Casey said he did notice Sharp adding the Chicana hashtags to her Twitter bio somewhat recently, and thought, “Who knows? People come to embrace certain parts of their heritage at different stages in their lives.”

“I suppose there is a slight chance that Kelly had misunderstood, perhaps willfully, some family stories that placed her grandmother in Mexico for parts of her life,” Casey said. “But at the end of the day, my biggest concern is that Kelly may have taken opportunities away from scholars of color by misrepresenting herself on job and fellowship applications.”

This year alone has seen the unmasking of a handful of white academics who have posed as nonwhite: BethAnn McLaughlin, Jessica Krug, C. V. Vitolo-Haddad and Craig Chapman.

Whereas Chapman and McLaughlin impersonated women of color online only, Krug and Vitolo-Haddad wove their false ethnicities into their personal and professional identities day in and day out. This kind of living a lie is perhaps most infamously exemplified by Rachel Dolezal, former head of the NAACP in Spokane, Wash., and part-time professor of African American studies at Eastern Washington University. Dolezal identified herself as Black but was revealed to be white in 2015.

Christine Folch, assistant professor of cultural anthropology at Duke University, previously wrote about the Krug case, saying Krug’s “performance” as Afro-Latinx -- including her accent, attire and self-proclaimed “hood” backstory -- was suspect all along, especially in light of her lack of ties to the Latinx community.

As to why white women or nonbinary people (in the case of Vitolo-Haddad) keep assuming brownness or Blackness, Folch said Tuesday that “the first thought I have is the question, what does this do for them? What benefit do they get from a selective appropriation of a kind of ethnic otherness?”

The answer, Folch said, is lies in the "counterfactual" of why white men don’t do this. “And at the root I think what we see is a competition for scarce resources on the part of those who are not the hegemonic ideal in academia, which remains white male.”

In other words, she said, there’s a competition for inclusion among the historically excluded in academe. And “strategic use and appropriation of brownness” becomes a way to “accumulate more power, more legitimacy, grants, coolness points.”

This explanation doesn’t let the Krugs of the world off the hook, however, Folch was quick to say. That’s because white women posing as nonwhite are using their own white privilege to amass more power “by selectively appropriating brownness and Blackness, as suits them.” It's a privilege to be able to “selectively choose which aspect and to what degree of brownness one takes on.”

Tellingly, Folch said, these kinds of racial performances never entail the “real, messy stuff” of identity, such as “how do I pay for graduate school? Do I take out more loans? Will my family understand my life choices? How can I support my parents in their old age since I'm their retirement plan?”

* Given entries
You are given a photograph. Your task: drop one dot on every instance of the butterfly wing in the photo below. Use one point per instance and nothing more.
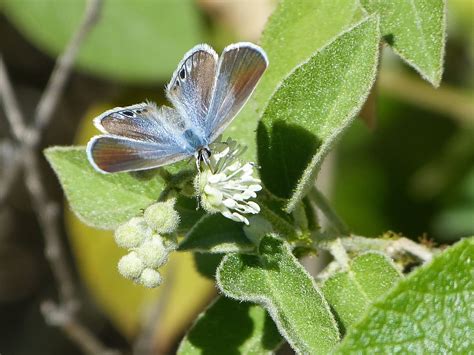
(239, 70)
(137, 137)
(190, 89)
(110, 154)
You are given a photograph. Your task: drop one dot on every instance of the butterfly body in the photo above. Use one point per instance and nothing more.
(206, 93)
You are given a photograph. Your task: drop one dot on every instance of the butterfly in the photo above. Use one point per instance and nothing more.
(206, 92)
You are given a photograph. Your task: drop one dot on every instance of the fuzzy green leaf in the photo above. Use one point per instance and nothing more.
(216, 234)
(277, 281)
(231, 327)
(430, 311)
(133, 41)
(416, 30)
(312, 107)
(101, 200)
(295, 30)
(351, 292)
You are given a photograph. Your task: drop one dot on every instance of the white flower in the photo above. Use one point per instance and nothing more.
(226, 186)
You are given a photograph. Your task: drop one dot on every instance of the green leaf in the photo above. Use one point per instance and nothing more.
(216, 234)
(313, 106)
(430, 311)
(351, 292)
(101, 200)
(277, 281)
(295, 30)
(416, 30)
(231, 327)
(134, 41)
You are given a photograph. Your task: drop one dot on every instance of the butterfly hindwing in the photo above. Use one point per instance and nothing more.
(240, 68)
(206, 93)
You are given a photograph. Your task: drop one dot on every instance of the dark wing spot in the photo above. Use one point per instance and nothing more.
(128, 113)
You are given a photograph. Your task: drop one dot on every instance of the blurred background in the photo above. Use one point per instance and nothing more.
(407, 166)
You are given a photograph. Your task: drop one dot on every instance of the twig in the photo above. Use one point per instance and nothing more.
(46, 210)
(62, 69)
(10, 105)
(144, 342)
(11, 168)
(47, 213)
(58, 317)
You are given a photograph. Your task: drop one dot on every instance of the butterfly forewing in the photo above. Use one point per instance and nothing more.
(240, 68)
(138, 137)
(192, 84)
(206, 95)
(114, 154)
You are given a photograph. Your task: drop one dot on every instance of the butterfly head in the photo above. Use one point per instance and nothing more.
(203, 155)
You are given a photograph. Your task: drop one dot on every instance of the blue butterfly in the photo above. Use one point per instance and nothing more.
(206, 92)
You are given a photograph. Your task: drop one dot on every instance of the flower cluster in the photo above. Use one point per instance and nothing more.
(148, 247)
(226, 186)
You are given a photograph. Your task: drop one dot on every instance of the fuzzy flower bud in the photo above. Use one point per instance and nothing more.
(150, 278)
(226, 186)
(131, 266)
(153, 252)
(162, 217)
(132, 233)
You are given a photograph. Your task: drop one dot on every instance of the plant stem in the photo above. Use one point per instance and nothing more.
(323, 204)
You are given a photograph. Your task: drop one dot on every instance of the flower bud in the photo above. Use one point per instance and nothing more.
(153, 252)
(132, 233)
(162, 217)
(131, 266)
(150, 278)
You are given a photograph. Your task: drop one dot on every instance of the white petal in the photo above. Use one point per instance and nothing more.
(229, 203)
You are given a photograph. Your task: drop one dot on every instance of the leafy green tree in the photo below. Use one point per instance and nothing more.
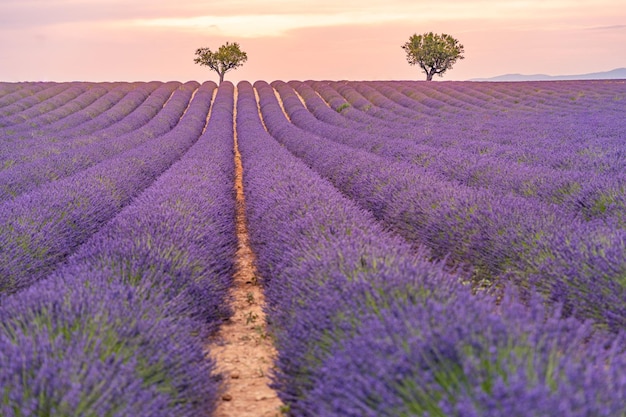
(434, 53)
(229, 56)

...

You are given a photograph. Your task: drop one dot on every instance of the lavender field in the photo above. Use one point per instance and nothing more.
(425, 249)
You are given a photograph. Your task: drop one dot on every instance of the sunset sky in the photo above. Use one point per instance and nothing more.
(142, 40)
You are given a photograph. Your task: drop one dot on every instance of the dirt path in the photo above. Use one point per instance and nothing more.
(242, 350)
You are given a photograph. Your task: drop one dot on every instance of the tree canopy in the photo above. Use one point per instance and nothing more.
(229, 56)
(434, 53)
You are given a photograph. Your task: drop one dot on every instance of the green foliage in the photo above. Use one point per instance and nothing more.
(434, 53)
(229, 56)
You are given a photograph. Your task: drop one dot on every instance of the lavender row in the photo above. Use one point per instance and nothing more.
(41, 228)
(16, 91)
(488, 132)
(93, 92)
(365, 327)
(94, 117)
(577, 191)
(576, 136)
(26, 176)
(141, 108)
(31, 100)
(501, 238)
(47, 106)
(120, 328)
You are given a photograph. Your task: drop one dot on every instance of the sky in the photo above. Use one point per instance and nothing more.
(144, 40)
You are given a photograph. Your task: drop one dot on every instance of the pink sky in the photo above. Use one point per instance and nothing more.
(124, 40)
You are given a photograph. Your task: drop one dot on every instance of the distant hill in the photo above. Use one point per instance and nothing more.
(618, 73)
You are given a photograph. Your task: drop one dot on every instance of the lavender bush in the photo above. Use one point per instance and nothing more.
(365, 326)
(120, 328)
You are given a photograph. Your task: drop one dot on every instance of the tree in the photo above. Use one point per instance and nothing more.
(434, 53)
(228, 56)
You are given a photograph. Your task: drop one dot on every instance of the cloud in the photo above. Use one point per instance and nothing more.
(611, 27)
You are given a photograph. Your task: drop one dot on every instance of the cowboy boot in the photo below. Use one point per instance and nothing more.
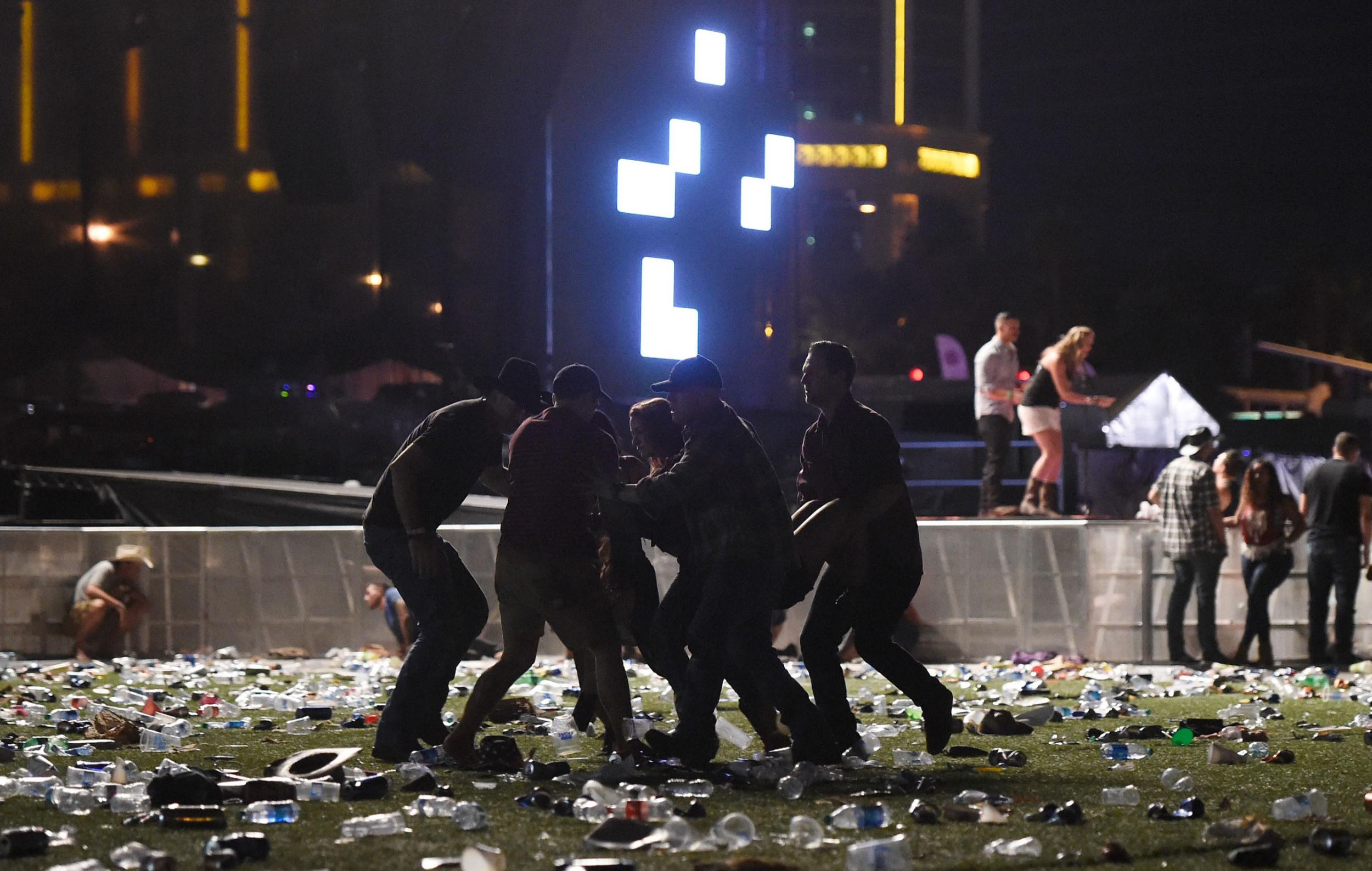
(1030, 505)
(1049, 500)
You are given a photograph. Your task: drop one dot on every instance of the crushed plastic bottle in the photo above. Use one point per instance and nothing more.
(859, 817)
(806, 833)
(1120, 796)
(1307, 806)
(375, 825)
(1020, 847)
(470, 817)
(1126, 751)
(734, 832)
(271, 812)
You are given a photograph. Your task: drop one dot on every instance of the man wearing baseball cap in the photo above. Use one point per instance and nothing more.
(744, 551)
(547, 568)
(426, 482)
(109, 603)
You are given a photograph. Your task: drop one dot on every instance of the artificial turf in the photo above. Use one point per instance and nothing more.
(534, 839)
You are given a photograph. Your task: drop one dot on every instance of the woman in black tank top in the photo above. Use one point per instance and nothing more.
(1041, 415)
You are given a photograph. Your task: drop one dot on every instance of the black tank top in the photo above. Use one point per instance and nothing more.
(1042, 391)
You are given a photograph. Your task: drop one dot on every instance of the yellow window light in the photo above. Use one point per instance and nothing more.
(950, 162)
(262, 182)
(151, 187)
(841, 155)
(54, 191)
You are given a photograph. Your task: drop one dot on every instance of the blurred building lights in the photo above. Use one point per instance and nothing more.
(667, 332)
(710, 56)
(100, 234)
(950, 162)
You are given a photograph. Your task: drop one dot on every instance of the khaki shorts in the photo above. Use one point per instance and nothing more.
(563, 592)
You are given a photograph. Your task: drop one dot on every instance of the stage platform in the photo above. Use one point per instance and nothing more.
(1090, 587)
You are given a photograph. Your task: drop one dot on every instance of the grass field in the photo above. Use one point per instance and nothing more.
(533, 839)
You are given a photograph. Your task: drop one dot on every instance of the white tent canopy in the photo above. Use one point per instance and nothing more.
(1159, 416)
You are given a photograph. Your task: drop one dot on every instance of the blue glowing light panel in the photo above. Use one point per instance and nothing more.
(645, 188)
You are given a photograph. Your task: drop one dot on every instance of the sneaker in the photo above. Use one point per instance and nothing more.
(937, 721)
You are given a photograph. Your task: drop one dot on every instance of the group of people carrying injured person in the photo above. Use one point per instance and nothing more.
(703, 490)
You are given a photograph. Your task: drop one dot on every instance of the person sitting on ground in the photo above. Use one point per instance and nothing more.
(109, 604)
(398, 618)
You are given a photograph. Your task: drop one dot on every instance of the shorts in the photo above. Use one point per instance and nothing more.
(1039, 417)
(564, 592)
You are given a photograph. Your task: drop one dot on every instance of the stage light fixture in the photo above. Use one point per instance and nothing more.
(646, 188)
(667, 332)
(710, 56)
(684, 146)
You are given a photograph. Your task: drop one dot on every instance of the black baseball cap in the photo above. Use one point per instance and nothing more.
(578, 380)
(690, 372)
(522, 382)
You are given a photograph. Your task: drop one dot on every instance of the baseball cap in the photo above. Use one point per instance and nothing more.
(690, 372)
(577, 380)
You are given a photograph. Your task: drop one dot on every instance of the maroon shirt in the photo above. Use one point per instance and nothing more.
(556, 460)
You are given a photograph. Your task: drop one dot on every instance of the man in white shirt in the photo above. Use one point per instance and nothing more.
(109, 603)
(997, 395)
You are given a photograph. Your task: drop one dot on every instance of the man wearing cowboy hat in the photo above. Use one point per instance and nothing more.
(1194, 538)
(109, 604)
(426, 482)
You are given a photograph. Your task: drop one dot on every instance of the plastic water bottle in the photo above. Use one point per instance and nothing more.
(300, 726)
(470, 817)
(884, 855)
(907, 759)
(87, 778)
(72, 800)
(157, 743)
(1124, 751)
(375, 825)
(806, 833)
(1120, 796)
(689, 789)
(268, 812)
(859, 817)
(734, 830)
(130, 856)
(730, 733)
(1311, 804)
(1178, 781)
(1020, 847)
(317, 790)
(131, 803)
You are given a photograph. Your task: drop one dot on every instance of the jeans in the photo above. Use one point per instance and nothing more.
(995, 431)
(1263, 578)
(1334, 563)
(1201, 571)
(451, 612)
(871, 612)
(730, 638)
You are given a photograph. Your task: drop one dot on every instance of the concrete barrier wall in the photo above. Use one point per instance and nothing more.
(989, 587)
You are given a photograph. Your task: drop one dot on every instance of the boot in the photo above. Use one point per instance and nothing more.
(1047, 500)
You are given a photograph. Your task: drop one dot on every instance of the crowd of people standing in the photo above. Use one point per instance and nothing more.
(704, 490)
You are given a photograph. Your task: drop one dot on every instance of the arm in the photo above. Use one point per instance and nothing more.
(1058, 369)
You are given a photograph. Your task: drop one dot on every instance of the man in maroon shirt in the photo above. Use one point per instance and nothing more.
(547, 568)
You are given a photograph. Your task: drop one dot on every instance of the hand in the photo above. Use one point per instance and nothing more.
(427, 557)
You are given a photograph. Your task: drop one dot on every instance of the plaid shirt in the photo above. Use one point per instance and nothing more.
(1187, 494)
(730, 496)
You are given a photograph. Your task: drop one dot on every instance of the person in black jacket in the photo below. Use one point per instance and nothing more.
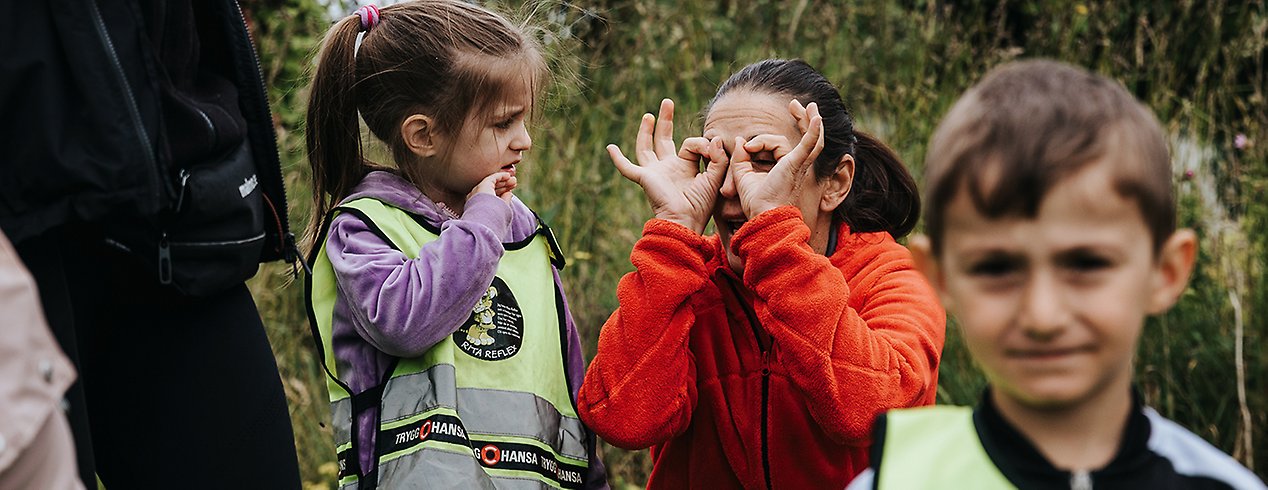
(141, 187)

* Your task
In the excerpt about academics posing as nonwhite, in what year was Rachel Dolezal revealed to be white?

* Exercise result
2015